Mitra Jatim OPINI : Ramainya perbincangan publik tentang hak angket menjadi
isu yang mengemuka dan menyita perhatian publik di
Bondowoso, DPRD setempat meloloskan penggunaan hak Interpelasi kepada Bupati
Bondowoso, KH. Salwa Arifin.
-Sejumlah
diskusi di warung kopi, muncul pertanyaan masyarakat awam, apakah dengan hak
interpelasi akan melahirkan hak angket ?, dan itu dapat melahirkan sebuah
pemakzulan?
-Terlepas
adanya pertanyaan berbagai pihak, yang pasti DPRD Bondowoso sudah
memperlihatkan fungsinya, mencoba memainkan perannya secara kritis konstruktif
sebagai lembaga yang seharusnya memiliki sensifitas merespons tuntutan
demokrasi di era milenial seperti sekarang ini secara transparan.
-Sekalipun
langkah ini dinilai sebagai aksi sensasional, namun sikap DPRD Bondowoso sesungguhnya
telah mencatatkan diri dalam sejarah, hak interpelasi belum pernah dilakukan di
DPRD Bondowoso, sekaligus menjadi praktek hak interpelasi yang unik, karena
pertama kali dilakukan dan sekaligus mengejutkan berbagai pihak.
-Di
lingkungan masyarakat lokal yang jauh dari pendidikan politik dan demokrasi,
sungguh cukup banyak yang belum paham tentang “hak interpelasi” itu. Bahkan ada
yang bertanya tentang apa hak interpelasi itu? apakah langkah DPRD Bondowoso
sudah dianggap tepat dan benar? atau langkah benar tetapi tidak tepat?
-Untuk
menjawab dan menerangkan, seyogyanya latar belakang lahirnya hak interpelasi
itu lebih awal dapat dipahami secara konseptual, dan dikaji lebih jauh, apakah
permasalahan yang “di-interpelasikan-kan” itu mempunyai nilai kepatutan?.

---+---

KETENTUAN TUGAS 1
Tolong salin ulang seluruh teks tentang hak interpelasi DPRD Bondowoso di atas tanpa mengubah satu karakter pun.

---+---

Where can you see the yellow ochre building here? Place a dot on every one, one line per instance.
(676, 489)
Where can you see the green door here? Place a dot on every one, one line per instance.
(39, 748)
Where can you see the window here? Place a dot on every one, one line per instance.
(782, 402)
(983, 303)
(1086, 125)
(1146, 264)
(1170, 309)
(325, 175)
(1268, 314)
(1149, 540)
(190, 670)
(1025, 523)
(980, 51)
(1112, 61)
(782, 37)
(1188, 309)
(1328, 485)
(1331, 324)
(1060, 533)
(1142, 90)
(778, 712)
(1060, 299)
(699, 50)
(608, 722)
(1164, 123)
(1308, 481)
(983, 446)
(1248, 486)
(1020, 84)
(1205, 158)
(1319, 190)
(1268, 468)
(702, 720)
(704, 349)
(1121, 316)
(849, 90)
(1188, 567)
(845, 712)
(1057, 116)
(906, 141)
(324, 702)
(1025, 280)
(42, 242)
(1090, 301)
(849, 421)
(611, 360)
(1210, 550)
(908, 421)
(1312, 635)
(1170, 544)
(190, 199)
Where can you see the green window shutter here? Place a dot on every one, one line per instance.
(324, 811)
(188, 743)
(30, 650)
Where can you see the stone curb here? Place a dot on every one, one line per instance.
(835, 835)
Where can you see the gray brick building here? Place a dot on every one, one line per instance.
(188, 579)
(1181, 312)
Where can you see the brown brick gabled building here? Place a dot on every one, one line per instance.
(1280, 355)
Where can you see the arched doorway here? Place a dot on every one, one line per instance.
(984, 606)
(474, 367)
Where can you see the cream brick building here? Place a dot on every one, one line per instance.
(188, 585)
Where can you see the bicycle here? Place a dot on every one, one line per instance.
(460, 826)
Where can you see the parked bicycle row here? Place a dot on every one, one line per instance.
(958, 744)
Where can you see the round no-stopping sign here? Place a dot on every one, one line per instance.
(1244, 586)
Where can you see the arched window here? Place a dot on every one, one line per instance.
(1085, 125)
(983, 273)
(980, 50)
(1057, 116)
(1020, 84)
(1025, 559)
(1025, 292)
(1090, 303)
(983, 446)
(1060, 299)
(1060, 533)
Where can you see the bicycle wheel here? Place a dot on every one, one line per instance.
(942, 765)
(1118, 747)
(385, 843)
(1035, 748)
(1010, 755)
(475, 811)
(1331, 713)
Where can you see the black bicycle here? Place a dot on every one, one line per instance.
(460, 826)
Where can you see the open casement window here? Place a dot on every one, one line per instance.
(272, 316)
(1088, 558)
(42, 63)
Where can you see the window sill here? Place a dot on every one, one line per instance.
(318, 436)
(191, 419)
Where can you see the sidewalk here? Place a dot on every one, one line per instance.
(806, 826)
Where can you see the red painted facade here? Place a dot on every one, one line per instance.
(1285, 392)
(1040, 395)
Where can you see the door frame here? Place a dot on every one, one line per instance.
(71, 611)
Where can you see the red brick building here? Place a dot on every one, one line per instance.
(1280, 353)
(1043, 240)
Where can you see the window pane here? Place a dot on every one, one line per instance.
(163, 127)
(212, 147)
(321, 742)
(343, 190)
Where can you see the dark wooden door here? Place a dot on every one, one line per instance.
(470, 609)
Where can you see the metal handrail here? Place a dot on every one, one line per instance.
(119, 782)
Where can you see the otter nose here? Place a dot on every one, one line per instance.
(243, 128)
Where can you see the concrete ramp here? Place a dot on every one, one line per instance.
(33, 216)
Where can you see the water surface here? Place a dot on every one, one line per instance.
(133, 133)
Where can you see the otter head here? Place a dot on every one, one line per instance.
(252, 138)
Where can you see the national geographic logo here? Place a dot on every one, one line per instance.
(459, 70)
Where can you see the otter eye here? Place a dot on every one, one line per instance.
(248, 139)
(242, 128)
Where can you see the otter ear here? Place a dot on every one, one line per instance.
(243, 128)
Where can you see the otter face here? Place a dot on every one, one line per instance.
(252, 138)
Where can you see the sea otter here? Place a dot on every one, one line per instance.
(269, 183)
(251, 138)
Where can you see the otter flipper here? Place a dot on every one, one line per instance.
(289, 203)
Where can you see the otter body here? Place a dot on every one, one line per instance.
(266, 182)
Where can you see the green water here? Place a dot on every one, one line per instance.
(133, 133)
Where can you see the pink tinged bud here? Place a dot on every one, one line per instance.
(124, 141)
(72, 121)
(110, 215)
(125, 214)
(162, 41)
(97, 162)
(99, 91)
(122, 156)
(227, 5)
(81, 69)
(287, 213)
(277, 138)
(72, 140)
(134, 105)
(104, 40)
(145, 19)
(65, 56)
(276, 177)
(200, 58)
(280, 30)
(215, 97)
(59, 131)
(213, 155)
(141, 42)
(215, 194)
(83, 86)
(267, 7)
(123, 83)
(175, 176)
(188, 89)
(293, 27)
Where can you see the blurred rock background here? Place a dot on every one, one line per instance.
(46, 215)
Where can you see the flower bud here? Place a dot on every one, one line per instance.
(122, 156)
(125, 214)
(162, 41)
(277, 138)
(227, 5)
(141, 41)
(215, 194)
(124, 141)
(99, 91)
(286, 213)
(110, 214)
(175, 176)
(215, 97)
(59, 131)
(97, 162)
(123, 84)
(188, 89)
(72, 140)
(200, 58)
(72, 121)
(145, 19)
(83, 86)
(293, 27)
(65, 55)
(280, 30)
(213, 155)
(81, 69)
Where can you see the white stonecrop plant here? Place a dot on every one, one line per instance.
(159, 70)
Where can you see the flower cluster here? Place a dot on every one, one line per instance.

---+---

KETENTUAN TUGAS 2
Hitung jumlah baris di atas yang memuat kata "bicycle", dengan membedakan huruf besar dan huruf kecil. Tuliskan angkanya saja.

HASIL LATIHAN 1
Mitra Jatim OPINI : Ramainya perbincangan publik tentang hak angket menjadi
isu yang mengemuka dan menyita perhatian publik di
Bondowoso, DPRD setempat meloloskan penggunaan hak Interpelasi kepada Bupati
Bondowoso, KH. Salwa Arifin.
-Sejumlah
diskusi di warung kopi, muncul pertanyaan masyarakat awam, apakah dengan hak
interpelasi akan melahirkan hak angket ?, dan itu dapat melahirkan sebuah
pemakzulan?
-Terlepas
adanya pertanyaan berbagai pihak, yang pasti DPRD Bondowoso sudah
memperlihatkan fungsinya, mencoba memainkan perannya secara kritis konstruktif
sebagai lembaga yang seharusnya memiliki sensifitas merespons tuntutan
demokrasi di era milenial seperti sekarang ini secara transparan.
-Sekalipun
langkah ini dinilai sebagai aksi sensasional, namun sikap DPRD Bondowoso sesungguhnya
telah mencatatkan diri dalam sejarah, hak interpelasi belum pernah dilakukan di
DPRD Bondowoso, sekaligus menjadi praktek hak interpelasi yang unik, karena
pertama kali dilakukan dan sekaligus mengejutkan berbagai pihak.
-Di
lingkungan masyarakat lokal yang jauh dari pendidikan politik dan demokrasi,
sungguh cukup banyak yang belum paham tentang “hak interpelasi” itu. Bahkan ada
yang bertanya tentang apa hak interpelasi itu? apakah langkah DPRD Bondowoso
sudah dianggap tepat dan benar? atau langkah benar tetapi tidak tepat?
-Untuk
menjawab dan menerangkan, seyogyanya latar belakang lahirnya hak interpelasi
itu lebih awal dapat dipahami secara konseptual, dan dikaji lebih jauh, apakah
permasalahan yang “di-interpelasikan-kan” itu mempunyai nilai kepatutan?.

HASIL LATIHAN 2
4